Symphony No. 2 in C Minor, Op. 19
10. I. Allegro quasi presto		7:06
11. II. Andante non troppo		9:51	
12. III. Prestissimo scherzando		7:22	

Piano Concerto No. 4, Op. 99, "Prague"
13. I. Allegro molto e energico - Meno mosso: Improvisato - Tempo I	3:16	 
14. II. Molto sostenuto: Improvisato - Molto espressivo - Molto sostenuto	5:00
15. III. Vivo - Piu mosso: Con brio		3:41

Kathryn Stott - piano
BBC Philharmonic
Neeme Järvi – conductor

 

I have the earlier records that Kathryn Stott made of Kabalevsky's second and third piano concertos, and here she completes the cycle with the first and fourth concertos. The First Piano Concerto was first performed in 1931 and is a romantic work following in the line of Rimsky-Korsakov, Rachmaninov and Tchaikovsky with a dash of Prokifiev's sarcasm thrown in. The music is lyrical and quietly reflective and at just over 30 minutes Kabalevsky's longest concerto. The center movement is a theme with 5 variations and a coda that sounds as if a folk melody might have been the inspiration. Of the variations, my favorite is probably the fourth with its sparkling melody for the piano. The piano has quite a range of expression that Ms. Stott plays beautifully. I have a liking for this concerto and have the recording by In-Ju Bang that also came out in 2006. As attractive as In-Ju Bang's playing is I find myself preferring this recording for its clarity and the sensitivity Kathryn Stott brings to the music.

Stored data
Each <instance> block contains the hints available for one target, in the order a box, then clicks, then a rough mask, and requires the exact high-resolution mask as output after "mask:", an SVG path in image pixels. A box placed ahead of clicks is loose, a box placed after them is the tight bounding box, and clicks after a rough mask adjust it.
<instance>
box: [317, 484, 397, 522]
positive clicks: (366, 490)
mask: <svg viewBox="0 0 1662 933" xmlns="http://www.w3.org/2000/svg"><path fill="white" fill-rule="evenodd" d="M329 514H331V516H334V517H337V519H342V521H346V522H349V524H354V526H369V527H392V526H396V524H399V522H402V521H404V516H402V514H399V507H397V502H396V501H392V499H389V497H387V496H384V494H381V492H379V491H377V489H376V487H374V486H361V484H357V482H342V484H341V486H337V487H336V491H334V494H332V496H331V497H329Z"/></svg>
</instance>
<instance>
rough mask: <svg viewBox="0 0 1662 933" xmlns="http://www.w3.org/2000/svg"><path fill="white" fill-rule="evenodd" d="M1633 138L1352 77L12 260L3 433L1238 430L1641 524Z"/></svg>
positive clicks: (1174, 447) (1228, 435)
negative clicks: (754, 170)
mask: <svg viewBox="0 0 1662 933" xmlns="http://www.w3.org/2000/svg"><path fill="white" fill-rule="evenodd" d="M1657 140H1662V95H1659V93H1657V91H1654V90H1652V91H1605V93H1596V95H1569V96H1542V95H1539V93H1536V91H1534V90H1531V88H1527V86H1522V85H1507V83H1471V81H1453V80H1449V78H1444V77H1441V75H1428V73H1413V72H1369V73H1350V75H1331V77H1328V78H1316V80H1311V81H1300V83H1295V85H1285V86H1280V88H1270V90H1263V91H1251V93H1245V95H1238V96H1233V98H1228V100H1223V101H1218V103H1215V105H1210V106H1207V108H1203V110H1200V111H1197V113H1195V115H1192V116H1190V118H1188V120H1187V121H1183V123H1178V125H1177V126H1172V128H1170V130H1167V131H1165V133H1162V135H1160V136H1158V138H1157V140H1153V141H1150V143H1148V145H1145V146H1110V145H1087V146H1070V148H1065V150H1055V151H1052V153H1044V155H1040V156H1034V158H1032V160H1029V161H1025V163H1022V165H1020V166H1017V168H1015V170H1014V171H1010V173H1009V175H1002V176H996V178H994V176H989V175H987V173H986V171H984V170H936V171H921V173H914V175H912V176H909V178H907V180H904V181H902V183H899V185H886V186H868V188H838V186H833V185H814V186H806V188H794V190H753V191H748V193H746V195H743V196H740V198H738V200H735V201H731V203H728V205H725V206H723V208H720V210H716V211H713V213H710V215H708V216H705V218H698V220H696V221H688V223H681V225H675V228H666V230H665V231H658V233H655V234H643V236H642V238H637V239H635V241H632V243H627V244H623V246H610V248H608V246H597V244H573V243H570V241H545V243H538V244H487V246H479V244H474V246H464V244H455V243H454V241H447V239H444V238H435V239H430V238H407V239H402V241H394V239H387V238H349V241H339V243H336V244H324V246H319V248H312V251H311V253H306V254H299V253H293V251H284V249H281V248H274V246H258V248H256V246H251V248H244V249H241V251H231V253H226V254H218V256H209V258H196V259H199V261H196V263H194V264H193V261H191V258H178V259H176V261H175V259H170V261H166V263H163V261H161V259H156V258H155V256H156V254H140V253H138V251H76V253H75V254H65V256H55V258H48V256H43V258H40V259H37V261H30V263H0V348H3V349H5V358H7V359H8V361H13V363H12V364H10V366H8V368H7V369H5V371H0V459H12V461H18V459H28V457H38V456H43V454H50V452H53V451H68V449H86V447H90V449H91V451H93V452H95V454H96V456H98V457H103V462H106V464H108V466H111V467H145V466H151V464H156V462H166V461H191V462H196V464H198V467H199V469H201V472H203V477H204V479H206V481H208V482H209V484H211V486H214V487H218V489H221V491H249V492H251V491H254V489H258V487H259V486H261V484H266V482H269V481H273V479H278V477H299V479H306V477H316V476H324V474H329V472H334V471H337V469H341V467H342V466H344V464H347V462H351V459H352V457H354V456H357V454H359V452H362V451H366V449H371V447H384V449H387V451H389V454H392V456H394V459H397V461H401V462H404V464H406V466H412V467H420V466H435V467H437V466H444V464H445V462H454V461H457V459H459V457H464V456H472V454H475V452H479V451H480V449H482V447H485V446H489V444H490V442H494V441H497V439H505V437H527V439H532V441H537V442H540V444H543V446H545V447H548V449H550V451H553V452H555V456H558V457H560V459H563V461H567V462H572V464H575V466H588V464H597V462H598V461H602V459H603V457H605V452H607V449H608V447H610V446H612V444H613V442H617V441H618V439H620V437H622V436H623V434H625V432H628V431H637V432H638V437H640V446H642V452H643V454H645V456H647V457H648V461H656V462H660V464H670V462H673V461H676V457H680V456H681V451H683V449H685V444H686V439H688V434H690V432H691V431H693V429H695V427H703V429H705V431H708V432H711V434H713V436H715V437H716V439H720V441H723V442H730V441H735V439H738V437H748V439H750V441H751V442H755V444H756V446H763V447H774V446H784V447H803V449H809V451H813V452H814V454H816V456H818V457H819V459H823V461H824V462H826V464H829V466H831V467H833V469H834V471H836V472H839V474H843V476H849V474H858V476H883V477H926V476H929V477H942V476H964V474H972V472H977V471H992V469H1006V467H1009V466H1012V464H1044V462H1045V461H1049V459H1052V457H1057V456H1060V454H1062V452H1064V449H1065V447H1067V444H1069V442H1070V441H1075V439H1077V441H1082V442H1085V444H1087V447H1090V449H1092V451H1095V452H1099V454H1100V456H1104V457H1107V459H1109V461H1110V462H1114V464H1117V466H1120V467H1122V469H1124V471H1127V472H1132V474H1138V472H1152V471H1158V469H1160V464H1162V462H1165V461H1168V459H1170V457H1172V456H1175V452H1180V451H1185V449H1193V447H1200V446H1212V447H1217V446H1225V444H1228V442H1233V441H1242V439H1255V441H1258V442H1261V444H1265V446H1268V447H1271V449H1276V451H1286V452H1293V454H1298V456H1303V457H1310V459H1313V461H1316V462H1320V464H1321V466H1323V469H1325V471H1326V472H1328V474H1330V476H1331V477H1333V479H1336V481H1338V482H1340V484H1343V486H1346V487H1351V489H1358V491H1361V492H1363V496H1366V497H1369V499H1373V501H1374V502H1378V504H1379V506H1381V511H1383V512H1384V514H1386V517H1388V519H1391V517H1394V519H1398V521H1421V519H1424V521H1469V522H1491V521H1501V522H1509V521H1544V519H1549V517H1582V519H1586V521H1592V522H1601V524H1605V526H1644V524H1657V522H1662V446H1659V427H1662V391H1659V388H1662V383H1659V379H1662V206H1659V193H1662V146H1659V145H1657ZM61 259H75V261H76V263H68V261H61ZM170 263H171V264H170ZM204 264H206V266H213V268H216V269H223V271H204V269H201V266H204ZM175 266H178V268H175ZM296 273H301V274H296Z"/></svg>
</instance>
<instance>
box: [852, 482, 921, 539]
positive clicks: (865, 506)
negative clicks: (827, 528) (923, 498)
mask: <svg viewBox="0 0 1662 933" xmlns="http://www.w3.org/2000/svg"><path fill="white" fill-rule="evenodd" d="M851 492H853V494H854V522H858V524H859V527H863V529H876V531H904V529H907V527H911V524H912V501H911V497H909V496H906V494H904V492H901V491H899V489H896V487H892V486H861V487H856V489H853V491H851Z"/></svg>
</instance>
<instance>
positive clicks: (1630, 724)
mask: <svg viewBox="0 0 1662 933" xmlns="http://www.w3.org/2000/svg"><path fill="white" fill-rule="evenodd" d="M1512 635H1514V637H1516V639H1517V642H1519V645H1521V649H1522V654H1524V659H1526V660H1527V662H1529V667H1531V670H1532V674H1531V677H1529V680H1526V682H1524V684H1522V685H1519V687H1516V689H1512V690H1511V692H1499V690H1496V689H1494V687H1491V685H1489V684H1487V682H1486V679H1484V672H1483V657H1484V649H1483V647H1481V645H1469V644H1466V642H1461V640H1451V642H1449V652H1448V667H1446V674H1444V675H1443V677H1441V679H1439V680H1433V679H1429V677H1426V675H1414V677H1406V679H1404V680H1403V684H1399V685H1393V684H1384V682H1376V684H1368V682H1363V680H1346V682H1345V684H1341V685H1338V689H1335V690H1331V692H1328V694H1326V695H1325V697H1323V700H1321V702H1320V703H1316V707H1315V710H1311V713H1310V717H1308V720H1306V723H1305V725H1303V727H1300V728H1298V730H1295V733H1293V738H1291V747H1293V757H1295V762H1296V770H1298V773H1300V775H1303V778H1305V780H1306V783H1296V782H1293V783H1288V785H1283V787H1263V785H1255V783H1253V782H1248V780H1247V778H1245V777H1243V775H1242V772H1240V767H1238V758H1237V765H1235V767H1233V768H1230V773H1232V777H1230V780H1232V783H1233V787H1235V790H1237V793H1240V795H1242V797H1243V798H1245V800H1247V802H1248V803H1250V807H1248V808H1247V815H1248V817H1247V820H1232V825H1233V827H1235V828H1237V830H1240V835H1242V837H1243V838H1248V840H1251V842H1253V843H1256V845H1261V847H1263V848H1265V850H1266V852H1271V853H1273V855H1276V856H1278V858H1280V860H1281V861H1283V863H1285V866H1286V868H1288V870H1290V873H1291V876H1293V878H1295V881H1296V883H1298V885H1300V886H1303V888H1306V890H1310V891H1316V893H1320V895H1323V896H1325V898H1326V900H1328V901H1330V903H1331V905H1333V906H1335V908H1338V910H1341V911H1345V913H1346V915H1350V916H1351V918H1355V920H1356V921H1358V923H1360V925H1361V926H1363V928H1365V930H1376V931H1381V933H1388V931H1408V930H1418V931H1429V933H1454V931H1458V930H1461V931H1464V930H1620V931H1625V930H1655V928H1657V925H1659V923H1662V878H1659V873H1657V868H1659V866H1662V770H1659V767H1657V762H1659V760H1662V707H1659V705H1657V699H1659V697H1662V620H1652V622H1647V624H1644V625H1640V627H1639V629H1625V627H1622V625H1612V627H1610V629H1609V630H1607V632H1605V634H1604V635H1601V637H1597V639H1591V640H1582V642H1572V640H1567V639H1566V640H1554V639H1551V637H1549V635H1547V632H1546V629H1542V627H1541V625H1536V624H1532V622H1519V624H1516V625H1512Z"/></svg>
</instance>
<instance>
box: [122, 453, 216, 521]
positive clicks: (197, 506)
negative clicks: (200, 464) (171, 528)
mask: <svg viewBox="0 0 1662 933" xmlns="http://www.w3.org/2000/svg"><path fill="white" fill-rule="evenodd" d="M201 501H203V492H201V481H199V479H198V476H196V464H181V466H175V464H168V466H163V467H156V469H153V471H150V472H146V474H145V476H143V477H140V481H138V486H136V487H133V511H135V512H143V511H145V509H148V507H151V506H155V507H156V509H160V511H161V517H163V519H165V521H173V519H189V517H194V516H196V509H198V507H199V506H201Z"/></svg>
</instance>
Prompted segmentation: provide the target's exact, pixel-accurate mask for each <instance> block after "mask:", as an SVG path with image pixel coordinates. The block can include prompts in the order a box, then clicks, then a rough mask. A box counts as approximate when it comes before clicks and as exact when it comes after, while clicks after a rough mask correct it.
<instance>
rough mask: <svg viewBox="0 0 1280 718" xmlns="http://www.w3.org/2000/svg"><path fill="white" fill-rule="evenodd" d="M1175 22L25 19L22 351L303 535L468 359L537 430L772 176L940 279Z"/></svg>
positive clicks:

Problem requirements -
Resume the review of the Kabalevsky piano concerto recording, picking up right after its final sentence. This material was drawn from a separate source.

Response area -
I have heard the Second Symphony before and considered it not very interesting but this performance by Neeme Jarvi (while not making a believer out of me) has made the music more approachable. The Symphony comes from 1934 when Social Realism was in its heyday. Cast in three movements, the symphony lasts about 25 minutes and expresses the Soviet ideal of folk nationalism. The symphony begins energetically and continues with brief reflective interludes between the driving main theme. The slow movement is elegiac and broodingly lyrical, somewhat reminiscent of the music of Kabalevsky's teacher Nokolai Myaskovsky. The finale is triumphant and heroic bringing the symphony to a rousing conclusion.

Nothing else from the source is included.